##### DATA EXTRACT #####

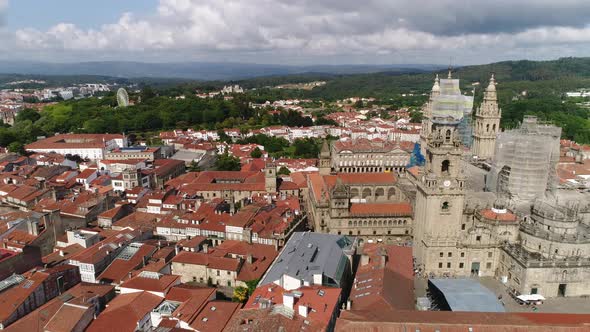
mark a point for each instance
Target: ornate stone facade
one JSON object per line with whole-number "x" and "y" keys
{"x": 487, "y": 124}
{"x": 365, "y": 156}
{"x": 371, "y": 207}
{"x": 553, "y": 255}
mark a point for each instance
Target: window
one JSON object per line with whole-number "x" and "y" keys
{"x": 445, "y": 166}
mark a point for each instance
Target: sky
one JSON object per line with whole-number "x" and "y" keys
{"x": 296, "y": 32}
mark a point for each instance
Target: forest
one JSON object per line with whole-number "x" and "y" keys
{"x": 524, "y": 87}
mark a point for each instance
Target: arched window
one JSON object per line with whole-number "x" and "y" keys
{"x": 445, "y": 166}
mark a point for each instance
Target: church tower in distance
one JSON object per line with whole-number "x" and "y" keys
{"x": 487, "y": 124}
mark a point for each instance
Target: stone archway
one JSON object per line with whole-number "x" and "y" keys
{"x": 379, "y": 194}
{"x": 391, "y": 193}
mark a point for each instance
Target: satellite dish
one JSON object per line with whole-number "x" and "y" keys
{"x": 122, "y": 98}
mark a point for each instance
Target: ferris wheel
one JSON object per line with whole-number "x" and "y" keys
{"x": 122, "y": 98}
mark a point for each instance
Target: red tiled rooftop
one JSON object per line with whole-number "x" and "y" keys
{"x": 381, "y": 209}
{"x": 199, "y": 258}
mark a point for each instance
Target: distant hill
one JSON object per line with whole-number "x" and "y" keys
{"x": 515, "y": 76}
{"x": 191, "y": 70}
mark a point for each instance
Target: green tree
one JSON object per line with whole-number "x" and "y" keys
{"x": 240, "y": 294}
{"x": 194, "y": 167}
{"x": 16, "y": 147}
{"x": 284, "y": 171}
{"x": 256, "y": 153}
{"x": 225, "y": 162}
{"x": 28, "y": 114}
{"x": 416, "y": 116}
{"x": 147, "y": 93}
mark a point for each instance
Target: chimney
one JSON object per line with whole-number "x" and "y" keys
{"x": 383, "y": 261}
{"x": 364, "y": 259}
{"x": 288, "y": 300}
{"x": 303, "y": 309}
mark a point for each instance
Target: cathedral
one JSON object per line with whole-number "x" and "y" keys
{"x": 456, "y": 228}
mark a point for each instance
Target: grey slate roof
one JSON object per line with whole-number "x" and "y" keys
{"x": 467, "y": 295}
{"x": 308, "y": 253}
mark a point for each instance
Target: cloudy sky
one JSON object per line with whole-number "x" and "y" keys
{"x": 294, "y": 31}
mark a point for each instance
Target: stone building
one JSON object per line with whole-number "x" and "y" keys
{"x": 440, "y": 195}
{"x": 553, "y": 255}
{"x": 371, "y": 207}
{"x": 366, "y": 156}
{"x": 487, "y": 124}
{"x": 446, "y": 99}
{"x": 525, "y": 161}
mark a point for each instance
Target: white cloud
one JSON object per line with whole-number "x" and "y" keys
{"x": 327, "y": 28}
{"x": 3, "y": 7}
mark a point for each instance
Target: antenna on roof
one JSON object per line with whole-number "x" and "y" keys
{"x": 450, "y": 68}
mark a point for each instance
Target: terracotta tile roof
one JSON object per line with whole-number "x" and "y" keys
{"x": 119, "y": 269}
{"x": 69, "y": 316}
{"x": 262, "y": 257}
{"x": 381, "y": 209}
{"x": 36, "y": 320}
{"x": 73, "y": 141}
{"x": 214, "y": 316}
{"x": 162, "y": 284}
{"x": 62, "y": 254}
{"x": 490, "y": 214}
{"x": 321, "y": 301}
{"x": 124, "y": 312}
{"x": 387, "y": 287}
{"x": 199, "y": 258}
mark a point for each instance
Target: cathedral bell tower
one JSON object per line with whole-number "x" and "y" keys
{"x": 426, "y": 115}
{"x": 325, "y": 159}
{"x": 487, "y": 124}
{"x": 440, "y": 196}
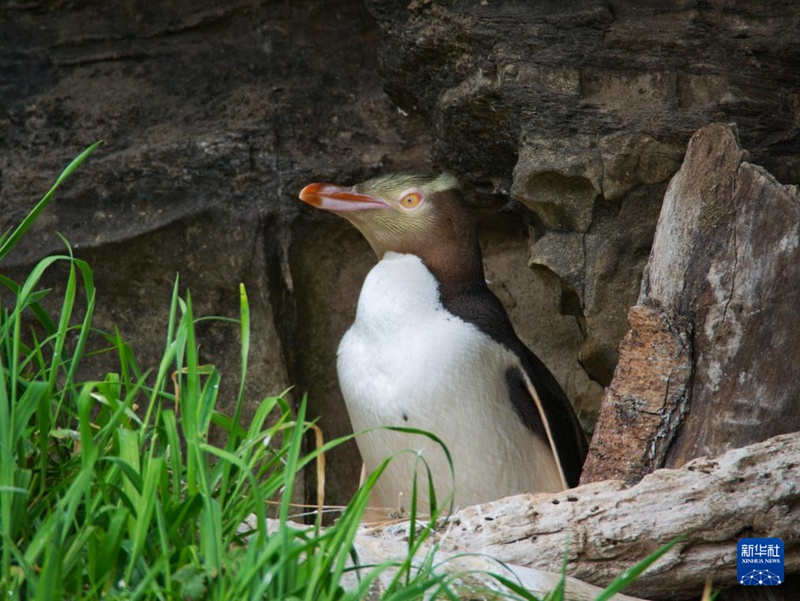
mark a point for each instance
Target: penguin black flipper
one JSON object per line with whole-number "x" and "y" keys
{"x": 535, "y": 393}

#####

▶ [TASK]: Report every line of the data above that contains the string "tower".

▶ [EXERCISE ANSWER]:
Target: church tower in distance
Target: cathedral bell tower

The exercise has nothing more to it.